# [Aim of the task]
Please tally the lines in the items below that contain the string "roof" (case counts), and give only the number.

● ● ● ●

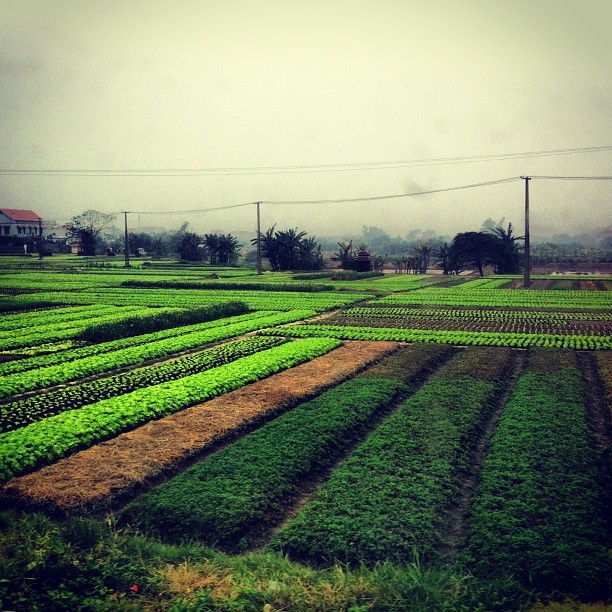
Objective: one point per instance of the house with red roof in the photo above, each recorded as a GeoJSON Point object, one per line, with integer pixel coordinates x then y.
{"type": "Point", "coordinates": [19, 223]}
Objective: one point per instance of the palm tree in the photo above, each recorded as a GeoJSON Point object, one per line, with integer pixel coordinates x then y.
{"type": "Point", "coordinates": [508, 258]}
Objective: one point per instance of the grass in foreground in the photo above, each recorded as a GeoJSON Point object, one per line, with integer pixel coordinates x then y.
{"type": "Point", "coordinates": [88, 564]}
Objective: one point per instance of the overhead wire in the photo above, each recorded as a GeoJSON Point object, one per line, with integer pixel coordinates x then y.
{"type": "Point", "coordinates": [301, 168]}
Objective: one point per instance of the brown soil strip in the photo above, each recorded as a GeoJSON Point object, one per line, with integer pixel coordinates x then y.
{"type": "Point", "coordinates": [454, 533]}
{"type": "Point", "coordinates": [102, 473]}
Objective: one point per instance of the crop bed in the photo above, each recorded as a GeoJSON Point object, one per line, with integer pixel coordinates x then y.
{"type": "Point", "coordinates": [134, 458]}
{"type": "Point", "coordinates": [52, 438]}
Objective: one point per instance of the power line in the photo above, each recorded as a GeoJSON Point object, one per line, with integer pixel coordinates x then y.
{"type": "Point", "coordinates": [332, 201]}
{"type": "Point", "coordinates": [396, 195]}
{"type": "Point", "coordinates": [575, 178]}
{"type": "Point", "coordinates": [342, 167]}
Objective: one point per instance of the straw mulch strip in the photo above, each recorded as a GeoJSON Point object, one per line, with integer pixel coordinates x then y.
{"type": "Point", "coordinates": [95, 476]}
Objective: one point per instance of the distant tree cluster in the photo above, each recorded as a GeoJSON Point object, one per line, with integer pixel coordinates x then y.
{"type": "Point", "coordinates": [290, 250]}
{"type": "Point", "coordinates": [496, 247]}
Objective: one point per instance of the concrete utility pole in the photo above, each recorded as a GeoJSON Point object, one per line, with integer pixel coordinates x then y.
{"type": "Point", "coordinates": [258, 240]}
{"type": "Point", "coordinates": [126, 249]}
{"type": "Point", "coordinates": [527, 261]}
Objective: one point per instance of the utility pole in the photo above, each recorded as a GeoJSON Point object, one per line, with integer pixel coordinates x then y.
{"type": "Point", "coordinates": [126, 248]}
{"type": "Point", "coordinates": [258, 240]}
{"type": "Point", "coordinates": [527, 261]}
{"type": "Point", "coordinates": [40, 243]}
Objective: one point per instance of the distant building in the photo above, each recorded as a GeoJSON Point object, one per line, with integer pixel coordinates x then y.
{"type": "Point", "coordinates": [19, 223]}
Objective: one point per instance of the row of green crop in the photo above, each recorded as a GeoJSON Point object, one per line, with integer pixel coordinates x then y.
{"type": "Point", "coordinates": [100, 363]}
{"type": "Point", "coordinates": [515, 298]}
{"type": "Point", "coordinates": [56, 436]}
{"type": "Point", "coordinates": [388, 498]}
{"type": "Point", "coordinates": [23, 365]}
{"type": "Point", "coordinates": [467, 338]}
{"type": "Point", "coordinates": [537, 513]}
{"type": "Point", "coordinates": [67, 330]}
{"type": "Point", "coordinates": [189, 298]}
{"type": "Point", "coordinates": [481, 314]}
{"type": "Point", "coordinates": [52, 316]}
{"type": "Point", "coordinates": [221, 497]}
{"type": "Point", "coordinates": [160, 319]}
{"type": "Point", "coordinates": [227, 285]}
{"type": "Point", "coordinates": [34, 408]}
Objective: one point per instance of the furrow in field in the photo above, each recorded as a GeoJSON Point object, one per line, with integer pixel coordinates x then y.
{"type": "Point", "coordinates": [99, 474]}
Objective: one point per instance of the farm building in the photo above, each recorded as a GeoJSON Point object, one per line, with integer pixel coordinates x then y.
{"type": "Point", "coordinates": [19, 223]}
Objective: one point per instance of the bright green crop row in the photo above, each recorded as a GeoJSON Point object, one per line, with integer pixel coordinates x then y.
{"type": "Point", "coordinates": [515, 298]}
{"type": "Point", "coordinates": [224, 495]}
{"type": "Point", "coordinates": [23, 365]}
{"type": "Point", "coordinates": [34, 408]}
{"type": "Point", "coordinates": [52, 438]}
{"type": "Point", "coordinates": [455, 314]}
{"type": "Point", "coordinates": [537, 513]}
{"type": "Point", "coordinates": [52, 316]}
{"type": "Point", "coordinates": [220, 497]}
{"type": "Point", "coordinates": [67, 330]}
{"type": "Point", "coordinates": [387, 499]}
{"type": "Point", "coordinates": [444, 336]}
{"type": "Point", "coordinates": [189, 298]}
{"type": "Point", "coordinates": [97, 364]}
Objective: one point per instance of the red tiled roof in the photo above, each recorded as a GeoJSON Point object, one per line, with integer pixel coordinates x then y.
{"type": "Point", "coordinates": [17, 214]}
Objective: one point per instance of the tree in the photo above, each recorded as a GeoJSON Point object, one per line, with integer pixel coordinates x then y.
{"type": "Point", "coordinates": [508, 256]}
{"type": "Point", "coordinates": [86, 228]}
{"type": "Point", "coordinates": [472, 249]}
{"type": "Point", "coordinates": [290, 250]}
{"type": "Point", "coordinates": [497, 248]}
{"type": "Point", "coordinates": [190, 246]}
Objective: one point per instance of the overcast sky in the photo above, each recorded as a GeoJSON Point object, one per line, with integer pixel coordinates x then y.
{"type": "Point", "coordinates": [197, 84]}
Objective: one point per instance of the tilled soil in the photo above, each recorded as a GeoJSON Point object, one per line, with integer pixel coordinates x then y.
{"type": "Point", "coordinates": [98, 475]}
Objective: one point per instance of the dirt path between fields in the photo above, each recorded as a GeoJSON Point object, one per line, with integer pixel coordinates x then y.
{"type": "Point", "coordinates": [127, 464]}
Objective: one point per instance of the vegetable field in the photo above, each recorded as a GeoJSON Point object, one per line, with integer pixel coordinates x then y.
{"type": "Point", "coordinates": [445, 444]}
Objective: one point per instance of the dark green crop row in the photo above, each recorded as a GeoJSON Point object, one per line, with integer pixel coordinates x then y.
{"type": "Point", "coordinates": [537, 513]}
{"type": "Point", "coordinates": [23, 365]}
{"type": "Point", "coordinates": [56, 436]}
{"type": "Point", "coordinates": [388, 498]}
{"type": "Point", "coordinates": [219, 498]}
{"type": "Point", "coordinates": [31, 409]}
{"type": "Point", "coordinates": [98, 364]}
{"type": "Point", "coordinates": [137, 324]}
{"type": "Point", "coordinates": [457, 337]}
{"type": "Point", "coordinates": [511, 298]}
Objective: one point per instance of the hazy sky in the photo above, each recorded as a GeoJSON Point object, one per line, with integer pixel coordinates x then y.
{"type": "Point", "coordinates": [197, 84]}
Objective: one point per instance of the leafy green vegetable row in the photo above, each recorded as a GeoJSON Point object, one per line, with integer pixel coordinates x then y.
{"type": "Point", "coordinates": [189, 298]}
{"type": "Point", "coordinates": [537, 513]}
{"type": "Point", "coordinates": [160, 319]}
{"type": "Point", "coordinates": [511, 298]}
{"type": "Point", "coordinates": [34, 408]}
{"type": "Point", "coordinates": [98, 364]}
{"type": "Point", "coordinates": [467, 338]}
{"type": "Point", "coordinates": [56, 436]}
{"type": "Point", "coordinates": [23, 365]}
{"type": "Point", "coordinates": [540, 316]}
{"type": "Point", "coordinates": [219, 498]}
{"type": "Point", "coordinates": [52, 316]}
{"type": "Point", "coordinates": [388, 498]}
{"type": "Point", "coordinates": [65, 330]}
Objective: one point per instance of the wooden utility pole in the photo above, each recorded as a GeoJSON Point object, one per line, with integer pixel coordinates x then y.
{"type": "Point", "coordinates": [527, 261]}
{"type": "Point", "coordinates": [258, 240]}
{"type": "Point", "coordinates": [126, 246]}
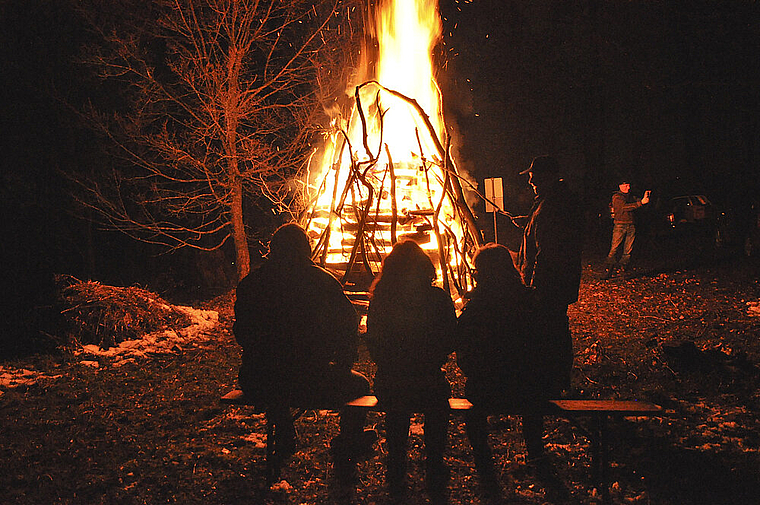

● ● ● ●

# [Exercise solution]
2